START Dataset extract

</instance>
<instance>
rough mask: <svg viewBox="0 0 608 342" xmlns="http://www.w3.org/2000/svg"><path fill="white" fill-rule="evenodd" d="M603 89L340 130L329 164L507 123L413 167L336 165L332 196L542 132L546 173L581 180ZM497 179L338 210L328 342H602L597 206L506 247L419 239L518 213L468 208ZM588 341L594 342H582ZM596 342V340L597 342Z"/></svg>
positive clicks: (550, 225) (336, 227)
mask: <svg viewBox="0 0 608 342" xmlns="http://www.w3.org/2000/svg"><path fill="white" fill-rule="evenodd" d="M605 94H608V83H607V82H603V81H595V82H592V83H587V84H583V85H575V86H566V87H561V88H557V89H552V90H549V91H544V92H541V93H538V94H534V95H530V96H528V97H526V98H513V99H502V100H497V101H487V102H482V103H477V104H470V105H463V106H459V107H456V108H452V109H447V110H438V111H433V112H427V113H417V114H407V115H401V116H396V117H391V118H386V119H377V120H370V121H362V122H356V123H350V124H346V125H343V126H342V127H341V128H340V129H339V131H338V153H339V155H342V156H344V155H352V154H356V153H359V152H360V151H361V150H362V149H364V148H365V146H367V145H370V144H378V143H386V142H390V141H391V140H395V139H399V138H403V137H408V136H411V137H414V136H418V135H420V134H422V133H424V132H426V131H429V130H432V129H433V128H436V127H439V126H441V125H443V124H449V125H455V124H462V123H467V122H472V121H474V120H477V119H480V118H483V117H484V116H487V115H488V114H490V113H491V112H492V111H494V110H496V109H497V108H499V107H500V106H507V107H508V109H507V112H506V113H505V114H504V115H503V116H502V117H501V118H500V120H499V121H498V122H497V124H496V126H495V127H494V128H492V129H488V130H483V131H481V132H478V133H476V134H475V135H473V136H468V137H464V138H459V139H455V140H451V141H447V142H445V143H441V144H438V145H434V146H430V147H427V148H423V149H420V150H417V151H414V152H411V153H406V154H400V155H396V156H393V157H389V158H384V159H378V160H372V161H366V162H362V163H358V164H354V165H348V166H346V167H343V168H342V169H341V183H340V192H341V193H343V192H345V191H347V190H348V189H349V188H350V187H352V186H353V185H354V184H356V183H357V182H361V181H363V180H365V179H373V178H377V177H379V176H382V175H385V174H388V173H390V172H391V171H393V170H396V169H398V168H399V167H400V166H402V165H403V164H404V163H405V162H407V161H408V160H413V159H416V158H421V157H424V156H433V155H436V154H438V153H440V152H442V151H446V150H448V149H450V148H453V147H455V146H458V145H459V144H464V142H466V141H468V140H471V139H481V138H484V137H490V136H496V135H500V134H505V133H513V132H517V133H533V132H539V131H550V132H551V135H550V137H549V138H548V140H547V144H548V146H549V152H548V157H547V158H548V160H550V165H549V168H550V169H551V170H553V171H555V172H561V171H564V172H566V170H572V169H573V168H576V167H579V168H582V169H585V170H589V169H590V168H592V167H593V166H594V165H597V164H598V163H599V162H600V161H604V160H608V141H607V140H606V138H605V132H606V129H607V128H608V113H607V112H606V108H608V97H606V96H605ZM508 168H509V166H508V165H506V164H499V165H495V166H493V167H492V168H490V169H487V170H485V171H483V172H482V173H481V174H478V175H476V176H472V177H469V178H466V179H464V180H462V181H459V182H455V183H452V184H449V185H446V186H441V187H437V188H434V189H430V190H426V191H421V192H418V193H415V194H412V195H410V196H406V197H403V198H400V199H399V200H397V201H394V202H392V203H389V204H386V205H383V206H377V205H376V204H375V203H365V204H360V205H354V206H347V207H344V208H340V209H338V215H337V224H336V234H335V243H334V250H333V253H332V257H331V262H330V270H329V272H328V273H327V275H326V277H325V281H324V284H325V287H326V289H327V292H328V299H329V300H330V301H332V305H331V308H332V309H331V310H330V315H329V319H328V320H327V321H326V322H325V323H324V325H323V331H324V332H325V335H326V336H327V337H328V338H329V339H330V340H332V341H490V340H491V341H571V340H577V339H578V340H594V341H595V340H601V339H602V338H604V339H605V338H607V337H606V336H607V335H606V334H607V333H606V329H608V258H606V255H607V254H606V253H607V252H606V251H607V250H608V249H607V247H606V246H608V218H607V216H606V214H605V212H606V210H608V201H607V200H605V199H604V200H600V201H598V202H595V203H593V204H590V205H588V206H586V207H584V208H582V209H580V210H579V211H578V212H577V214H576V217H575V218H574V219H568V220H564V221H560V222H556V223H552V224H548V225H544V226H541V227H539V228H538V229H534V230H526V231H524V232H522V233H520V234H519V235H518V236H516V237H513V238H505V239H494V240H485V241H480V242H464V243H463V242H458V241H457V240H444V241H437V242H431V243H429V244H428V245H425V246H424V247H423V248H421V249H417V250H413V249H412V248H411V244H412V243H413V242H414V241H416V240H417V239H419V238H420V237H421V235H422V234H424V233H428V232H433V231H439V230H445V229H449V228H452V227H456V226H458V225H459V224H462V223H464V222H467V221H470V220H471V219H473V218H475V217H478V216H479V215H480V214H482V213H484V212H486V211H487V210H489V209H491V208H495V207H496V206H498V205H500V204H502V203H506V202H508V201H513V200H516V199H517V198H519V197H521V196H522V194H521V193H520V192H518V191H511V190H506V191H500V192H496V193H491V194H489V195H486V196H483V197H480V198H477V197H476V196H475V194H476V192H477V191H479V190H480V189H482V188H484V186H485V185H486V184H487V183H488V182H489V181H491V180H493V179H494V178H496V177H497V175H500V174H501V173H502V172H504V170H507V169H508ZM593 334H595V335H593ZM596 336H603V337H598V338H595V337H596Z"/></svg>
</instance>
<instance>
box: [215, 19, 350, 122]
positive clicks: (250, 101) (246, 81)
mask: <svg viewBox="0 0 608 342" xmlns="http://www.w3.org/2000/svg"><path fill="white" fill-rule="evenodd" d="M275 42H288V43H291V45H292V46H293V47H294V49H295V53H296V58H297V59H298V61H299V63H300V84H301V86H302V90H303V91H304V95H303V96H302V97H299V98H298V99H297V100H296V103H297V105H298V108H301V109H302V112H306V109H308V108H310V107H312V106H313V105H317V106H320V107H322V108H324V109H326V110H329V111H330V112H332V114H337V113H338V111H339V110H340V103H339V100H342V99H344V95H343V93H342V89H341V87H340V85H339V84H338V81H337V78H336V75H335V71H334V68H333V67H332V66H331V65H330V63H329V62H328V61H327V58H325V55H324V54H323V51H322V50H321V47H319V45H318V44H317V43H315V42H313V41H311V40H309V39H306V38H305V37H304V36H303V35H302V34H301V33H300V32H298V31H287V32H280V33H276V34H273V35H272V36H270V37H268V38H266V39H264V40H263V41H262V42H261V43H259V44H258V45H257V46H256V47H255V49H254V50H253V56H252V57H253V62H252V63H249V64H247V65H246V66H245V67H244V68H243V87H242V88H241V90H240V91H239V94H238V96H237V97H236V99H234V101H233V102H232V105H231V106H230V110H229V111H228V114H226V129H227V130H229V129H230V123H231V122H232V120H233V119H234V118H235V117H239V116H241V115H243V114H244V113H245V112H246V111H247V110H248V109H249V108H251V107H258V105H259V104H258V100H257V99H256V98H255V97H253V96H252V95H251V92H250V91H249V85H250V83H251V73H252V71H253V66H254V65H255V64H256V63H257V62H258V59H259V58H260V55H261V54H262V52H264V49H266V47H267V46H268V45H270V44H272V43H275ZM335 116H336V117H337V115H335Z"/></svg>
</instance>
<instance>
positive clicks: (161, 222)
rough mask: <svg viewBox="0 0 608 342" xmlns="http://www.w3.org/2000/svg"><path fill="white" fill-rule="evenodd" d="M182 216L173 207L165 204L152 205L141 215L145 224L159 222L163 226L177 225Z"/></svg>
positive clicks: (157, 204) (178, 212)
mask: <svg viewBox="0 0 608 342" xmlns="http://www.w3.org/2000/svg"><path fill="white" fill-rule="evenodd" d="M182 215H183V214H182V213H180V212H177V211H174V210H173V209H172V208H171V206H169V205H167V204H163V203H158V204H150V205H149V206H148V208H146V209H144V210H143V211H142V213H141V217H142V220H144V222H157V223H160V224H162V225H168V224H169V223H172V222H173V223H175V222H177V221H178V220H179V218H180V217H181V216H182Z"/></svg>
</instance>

END Dataset extract

Assignment -
Print only these lines, please. They run from the start of the entries above to the line containing "89L340 130L329 164L507", both ends included, and must match exactly.

The completed task -
</instance>
<instance>
rough mask: <svg viewBox="0 0 608 342" xmlns="http://www.w3.org/2000/svg"><path fill="white" fill-rule="evenodd" d="M603 89L340 130L329 164L507 123L413 167L336 165L332 196L542 132L546 173L581 180ZM497 179L338 210L328 342H602L597 206L506 247L419 239L518 213L468 208ZM588 341L594 342H582ZM596 342V340L597 342Z"/></svg>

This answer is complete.